Work to complete:
(a) Using the make_empty pull request thread, explain in one to three sentences why the Python make_empty implementations are being replaced with calls to C++ create_tensor.
(b) Continue the make_empty pull request thread from the point where it stops.

Passage shown:
[pyTorch] Replace the make_empty implementation to use C++ implementation by ptrendx · Pull Request #2666 · NVIDIA/TransformerEngine

ptrendx · 2026-02-10T00:17:25Z

Description

This PR unifies the implementation of the QuantizedTensor creation by using the C++ implementation of the create_tensor.

Type of change

Documentation change (change only to the documentation, either a fix or a new content)
Bug fix (non-breaking change which fixes an issue)
New feature (non-breaking change which adds functionality)
Breaking change (fix or feature that would cause existing functionality to not work as expected)
Infra/Build change
Code refactoring

Changes

Please list the changes introduced in this PR:

Replaced the Python implementations of the make_empty with the calls to C++ create_tensor

Checklist:

I have read and followed the contributing guidelines
The functionality is complete
I have commented my code, particularly in hard-to-understand areas
I have made corresponding changes to the documentation
My changes generate no new warnings
I have added tests that prove my fix is effective or that my feature works
New and existing unit tests pass locally with my changes

ptrendx · 2026-02-10T00:17:50Z

/te-ci L1 pytorch

ptrendx · 2026-02-10T17:11:01Z

/te-ci L1 pytorch

known quantizers Signed-off-by: Przemek Tredak <ptredak@nvidia.com>

for more information, see https://pre-commit.ci

Signed-off-by: Przemek Tredak <ptredak@nvidia.com>

ptrendx · 2026-02-19T22:41:24Z

/te-ci pytorch L1

greptile-apps · 2026-02-19T22:44:42Z

Greptile Summary

This PR removes per-class Python make_empty overrides from all built-in quantizer types (Float8Quantizer, Float8CurrentScalingQuantizer, Float8BlockQuantizer, MXFP8Quantizer, NVFP4Quantizer) and replaces them with a single C++-backed implementation in the Quantizer base class. A new create_empty_quantized_tensor C++ function is exposed via pybind11 and a new resolve_device helper centralises device inference across all create_tensor overloads.

Boundary labeling items:

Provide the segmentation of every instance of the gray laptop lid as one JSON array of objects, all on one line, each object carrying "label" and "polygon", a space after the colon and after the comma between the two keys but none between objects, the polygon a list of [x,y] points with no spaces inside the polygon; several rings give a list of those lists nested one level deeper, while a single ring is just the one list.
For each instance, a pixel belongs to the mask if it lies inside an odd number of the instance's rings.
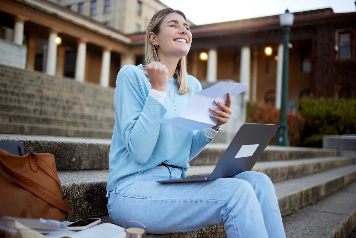
[{"label": "gray laptop lid", "polygon": [[279,125],[244,123],[234,137],[209,180],[250,171],[279,127]]}]

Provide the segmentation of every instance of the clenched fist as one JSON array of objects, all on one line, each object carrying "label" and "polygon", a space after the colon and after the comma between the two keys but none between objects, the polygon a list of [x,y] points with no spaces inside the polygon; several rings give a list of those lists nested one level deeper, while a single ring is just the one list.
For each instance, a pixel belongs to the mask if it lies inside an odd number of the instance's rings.
[{"label": "clenched fist", "polygon": [[168,82],[168,69],[162,62],[154,61],[146,66],[153,89],[165,92]]}]

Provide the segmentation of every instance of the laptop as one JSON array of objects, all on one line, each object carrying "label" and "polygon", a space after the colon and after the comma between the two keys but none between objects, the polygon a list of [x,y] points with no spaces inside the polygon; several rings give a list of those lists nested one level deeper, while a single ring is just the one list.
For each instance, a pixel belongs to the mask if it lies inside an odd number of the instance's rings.
[{"label": "laptop", "polygon": [[244,123],[211,173],[156,182],[167,183],[210,181],[250,171],[279,127],[279,125]]}]

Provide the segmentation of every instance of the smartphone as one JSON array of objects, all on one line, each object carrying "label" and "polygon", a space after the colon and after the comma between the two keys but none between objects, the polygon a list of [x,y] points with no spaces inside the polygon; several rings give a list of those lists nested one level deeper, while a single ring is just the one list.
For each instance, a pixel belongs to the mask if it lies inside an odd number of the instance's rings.
[{"label": "smartphone", "polygon": [[69,224],[67,227],[69,231],[81,231],[98,224],[101,221],[101,219],[100,218],[80,219]]}]

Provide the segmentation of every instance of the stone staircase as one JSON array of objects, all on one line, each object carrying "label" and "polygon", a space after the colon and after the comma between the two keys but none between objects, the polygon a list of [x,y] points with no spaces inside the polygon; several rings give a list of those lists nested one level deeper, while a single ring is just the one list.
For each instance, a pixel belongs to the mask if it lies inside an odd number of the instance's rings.
[{"label": "stone staircase", "polygon": [[0,65],[0,133],[111,138],[114,91]]},{"label": "stone staircase", "polygon": [[[0,141],[22,141],[25,153],[54,155],[63,199],[72,206],[68,220],[99,217],[111,222],[105,197],[110,141],[0,135]],[[211,172],[226,148],[224,144],[208,145],[192,161],[187,174]],[[287,238],[347,238],[356,227],[356,151],[345,153],[345,150],[333,148],[268,146],[253,167],[273,182]],[[223,226],[219,225],[147,237],[226,236]]]}]

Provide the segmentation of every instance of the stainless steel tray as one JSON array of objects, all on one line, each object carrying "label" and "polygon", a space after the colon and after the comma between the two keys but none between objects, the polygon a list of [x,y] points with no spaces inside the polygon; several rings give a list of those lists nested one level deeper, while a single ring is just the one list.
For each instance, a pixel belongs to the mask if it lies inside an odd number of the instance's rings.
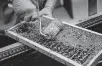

Solved problems:
(a) The change unifies how QuantizedTensor creation is implemented by routing it through the C++ create_tensor implementation. The per-class Python make_empty overrides are replaced by a single C++-backed implementation in the Quantizer base class.

(b)
Adds device and pin_memory parameters (defaulting to nullopt/false) to every create_tensor virtual declaration and implementation, maintaining backward compatibility at existing call sites.
Introduces resolve_device which correctly infers the target device from an explicit argument, a pre-provided data tensor, or the current CUDA device — in that priority order.
Python make_empty now delegates to tex.create_empty_quantized_tensor; a custom attribute guard is added to preserve a friendly error path for custom quantizers, though the attribute is undocumented.

Confidence Score: 5/5

The refactor is mechanically sound — all built-in quantizer paths are correctly unified through C++ with no correctness regressions.

All allocation sites are consistently updated; the new resolve_device helper properly handles all four device-inference cases. The only rough edge is an undocumented custom attribute that affects error message quality for niche custom-quantizer authors, not correctness of the built-in paths.

transformer_engine/pytorch/quantized_tensor.py — the undocumented custom attribute guard for custom quantizers.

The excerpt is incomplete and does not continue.